- [What you should do] A word-for-word transcription of all the data is required.

== Segment start ==

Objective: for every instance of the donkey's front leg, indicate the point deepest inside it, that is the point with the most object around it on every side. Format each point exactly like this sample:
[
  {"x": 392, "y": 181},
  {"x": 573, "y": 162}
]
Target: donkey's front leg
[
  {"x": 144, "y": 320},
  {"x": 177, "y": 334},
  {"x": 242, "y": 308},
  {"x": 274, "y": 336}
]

== Segment end ==

- [Written reply]
Objective: for every instance of the donkey's front leg, indicate the point deepest inside it, that is the point with the most object around it on every side. Format each point exactly like this sample:
[
  {"x": 392, "y": 181},
  {"x": 573, "y": 162}
]
Target: donkey's front leg
[
  {"x": 144, "y": 320},
  {"x": 177, "y": 334},
  {"x": 242, "y": 308},
  {"x": 274, "y": 336}
]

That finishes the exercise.